Input Block Start

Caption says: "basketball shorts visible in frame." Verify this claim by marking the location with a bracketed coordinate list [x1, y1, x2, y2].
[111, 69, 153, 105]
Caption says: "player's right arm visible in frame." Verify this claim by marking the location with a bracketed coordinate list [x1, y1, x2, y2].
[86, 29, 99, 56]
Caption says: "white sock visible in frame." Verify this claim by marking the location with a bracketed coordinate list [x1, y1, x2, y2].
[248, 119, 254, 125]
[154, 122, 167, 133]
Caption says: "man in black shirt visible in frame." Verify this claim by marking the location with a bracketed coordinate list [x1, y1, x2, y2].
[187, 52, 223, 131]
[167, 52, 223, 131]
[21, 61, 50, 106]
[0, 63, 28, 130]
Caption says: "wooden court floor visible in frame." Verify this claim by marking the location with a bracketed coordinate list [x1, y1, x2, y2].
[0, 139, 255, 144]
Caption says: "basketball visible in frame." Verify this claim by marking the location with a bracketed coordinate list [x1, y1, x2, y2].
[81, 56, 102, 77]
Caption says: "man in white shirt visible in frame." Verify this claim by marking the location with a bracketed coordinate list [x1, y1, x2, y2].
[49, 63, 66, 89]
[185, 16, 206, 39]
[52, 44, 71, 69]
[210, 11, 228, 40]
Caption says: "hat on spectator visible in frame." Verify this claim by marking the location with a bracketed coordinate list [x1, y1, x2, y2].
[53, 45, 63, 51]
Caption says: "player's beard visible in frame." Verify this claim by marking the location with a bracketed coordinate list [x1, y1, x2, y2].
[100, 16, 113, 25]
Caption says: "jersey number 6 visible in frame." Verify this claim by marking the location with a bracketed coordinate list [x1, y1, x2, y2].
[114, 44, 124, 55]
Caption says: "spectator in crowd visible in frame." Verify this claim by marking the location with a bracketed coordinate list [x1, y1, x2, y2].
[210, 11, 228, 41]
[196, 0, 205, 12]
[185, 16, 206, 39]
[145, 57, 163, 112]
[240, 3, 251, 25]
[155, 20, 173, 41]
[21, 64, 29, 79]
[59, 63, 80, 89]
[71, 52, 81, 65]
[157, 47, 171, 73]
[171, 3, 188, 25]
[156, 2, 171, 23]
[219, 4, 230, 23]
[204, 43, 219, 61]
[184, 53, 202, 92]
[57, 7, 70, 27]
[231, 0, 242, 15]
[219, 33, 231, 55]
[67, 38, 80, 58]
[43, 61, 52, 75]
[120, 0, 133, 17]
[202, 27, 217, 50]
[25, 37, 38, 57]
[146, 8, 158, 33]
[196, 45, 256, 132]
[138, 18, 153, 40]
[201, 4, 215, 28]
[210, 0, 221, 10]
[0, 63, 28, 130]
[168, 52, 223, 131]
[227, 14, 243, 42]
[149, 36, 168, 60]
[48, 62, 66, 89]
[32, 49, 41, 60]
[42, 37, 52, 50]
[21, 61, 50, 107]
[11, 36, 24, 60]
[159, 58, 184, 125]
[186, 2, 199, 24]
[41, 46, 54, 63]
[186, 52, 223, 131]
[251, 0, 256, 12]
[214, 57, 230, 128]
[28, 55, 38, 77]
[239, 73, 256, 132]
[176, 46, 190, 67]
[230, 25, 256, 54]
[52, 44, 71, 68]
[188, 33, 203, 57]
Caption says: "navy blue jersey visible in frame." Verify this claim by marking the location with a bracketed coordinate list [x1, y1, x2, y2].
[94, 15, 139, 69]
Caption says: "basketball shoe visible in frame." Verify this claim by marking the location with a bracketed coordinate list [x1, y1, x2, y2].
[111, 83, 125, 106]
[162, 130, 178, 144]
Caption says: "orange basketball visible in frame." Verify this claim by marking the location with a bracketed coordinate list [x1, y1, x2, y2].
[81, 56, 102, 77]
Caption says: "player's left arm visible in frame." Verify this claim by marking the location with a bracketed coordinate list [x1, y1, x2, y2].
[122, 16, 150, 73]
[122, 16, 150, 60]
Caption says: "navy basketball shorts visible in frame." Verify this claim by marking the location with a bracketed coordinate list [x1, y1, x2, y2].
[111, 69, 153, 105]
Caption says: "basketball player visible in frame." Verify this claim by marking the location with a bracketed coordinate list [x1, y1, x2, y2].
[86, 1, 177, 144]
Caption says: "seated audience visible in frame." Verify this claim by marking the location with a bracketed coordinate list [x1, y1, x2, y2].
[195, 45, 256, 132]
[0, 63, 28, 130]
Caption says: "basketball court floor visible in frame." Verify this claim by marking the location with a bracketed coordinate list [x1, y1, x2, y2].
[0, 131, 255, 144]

Input Block End

• Assignment
Once more, write all of the records exactly as given.

• Answer area
Caption says: "basketball shorts visible in frame." Verify this claim by marking the location with a bracketed coordinate list [x1, y1, x2, y2].
[111, 69, 153, 105]
Caption says: "player's right arm visible in frame." Verify this claim by marking the location with a bracketed coordinate list [x1, y1, x2, y2].
[86, 29, 99, 56]
Caption says: "white sock visible in frame." Verify this claim by marking the location with a bracketed coordinate list [x1, y1, x2, y2].
[248, 119, 254, 125]
[154, 122, 167, 133]
Caption says: "man in black shirt visible in frame." Verify this claim by marking the location with a bracketed coordinate list [x1, y1, x2, y2].
[187, 52, 223, 131]
[167, 52, 223, 131]
[21, 61, 50, 106]
[0, 63, 28, 130]
Caption says: "wooden court floor visible in frame." Verify this claim by marking the location with a bracketed coordinate list [x1, y1, x2, y2].
[0, 139, 255, 144]
Caption says: "basketball visible in frame." Verify this claim by marking the location with a bracketed coordinate list [x1, y1, x2, y2].
[81, 56, 102, 77]
Caption says: "man in white shirt visible in frame." Verify this claim by marking the location with a bracketed coordinate list [x1, y1, x2, y2].
[49, 63, 66, 89]
[185, 16, 206, 39]
[52, 44, 71, 69]
[210, 11, 228, 40]
Caption says: "hat on spectator visible in frame." Verify this claim by marking the location with a bracketed coordinate list [x1, y1, x2, y2].
[53, 45, 63, 51]
Caption says: "player's beard visible in frame." Verify this claim by marking the location with a bracketed coordinate list [x1, y1, x2, y2].
[100, 16, 113, 25]
Caption says: "jersey number 6 visible in frame." Verify this claim by marking the location with a bracketed coordinate list [x1, y1, x2, y2].
[114, 44, 124, 55]
Caption says: "spectator in crowd visible in frame." Verify this claim by marking the location with a bracketed coordinate list [x1, y1, x2, y2].
[210, 11, 228, 41]
[196, 0, 205, 12]
[185, 16, 206, 39]
[145, 57, 163, 112]
[240, 3, 251, 25]
[155, 20, 173, 41]
[21, 64, 29, 79]
[59, 63, 80, 89]
[71, 52, 81, 65]
[157, 47, 171, 73]
[171, 3, 188, 25]
[156, 2, 171, 23]
[219, 4, 230, 23]
[204, 43, 219, 61]
[184, 53, 202, 92]
[57, 7, 70, 27]
[231, 0, 242, 15]
[219, 33, 231, 55]
[67, 38, 80, 58]
[43, 61, 52, 75]
[120, 0, 133, 17]
[202, 27, 217, 50]
[25, 37, 38, 57]
[146, 8, 158, 33]
[196, 45, 256, 132]
[138, 18, 153, 40]
[201, 4, 215, 28]
[210, 0, 221, 10]
[0, 63, 28, 130]
[168, 52, 223, 131]
[227, 14, 243, 42]
[149, 36, 168, 60]
[48, 62, 66, 89]
[32, 49, 41, 60]
[42, 37, 52, 50]
[21, 61, 50, 107]
[11, 36, 24, 60]
[159, 58, 184, 125]
[186, 2, 199, 24]
[41, 46, 54, 63]
[186, 52, 223, 131]
[251, 0, 256, 12]
[214, 57, 230, 128]
[28, 55, 38, 77]
[239, 73, 256, 132]
[176, 46, 190, 67]
[230, 25, 256, 54]
[52, 44, 71, 68]
[188, 33, 203, 57]
Caption says: "navy blue jersey visible in frame." Verify this claim by marking the location with a bracketed coordinate list [x1, y1, x2, y2].
[94, 15, 139, 69]
Caption says: "basketball shoe visible in frame." Verify this claim by marking the location with a bracketed coordinate list [x1, y1, x2, y2].
[111, 83, 125, 106]
[162, 130, 178, 144]
Caption says: "orange basketball visible in frame." Verify this claim by marking the location with a bracketed coordinate list [x1, y1, x2, y2].
[81, 56, 102, 77]
Caption says: "player's left arm visible in frame." Verify this claim by marking the location with a bracketed coordinate list [x1, y1, x2, y2].
[122, 16, 150, 73]
[122, 16, 150, 60]
Caption says: "navy basketball shorts visible in frame." Verify this claim by marking the location with a bracketed coordinate list [x1, y1, x2, y2].
[111, 69, 153, 105]
Caption says: "basketball player visible in frame." Verify this claim by marking the location with a bracketed coordinate list [x1, y1, x2, y2].
[86, 1, 177, 144]
Caption says: "seated audience visible in frame." Verify this claim by marking the location with a bracketed coordinate list [x1, y1, x2, y2].
[195, 45, 256, 132]
[0, 63, 28, 130]
Caption says: "basketball court floor visible in frame." Verify this claim by marking the location with a bracketed coordinate list [x1, y1, x2, y2].
[0, 131, 255, 144]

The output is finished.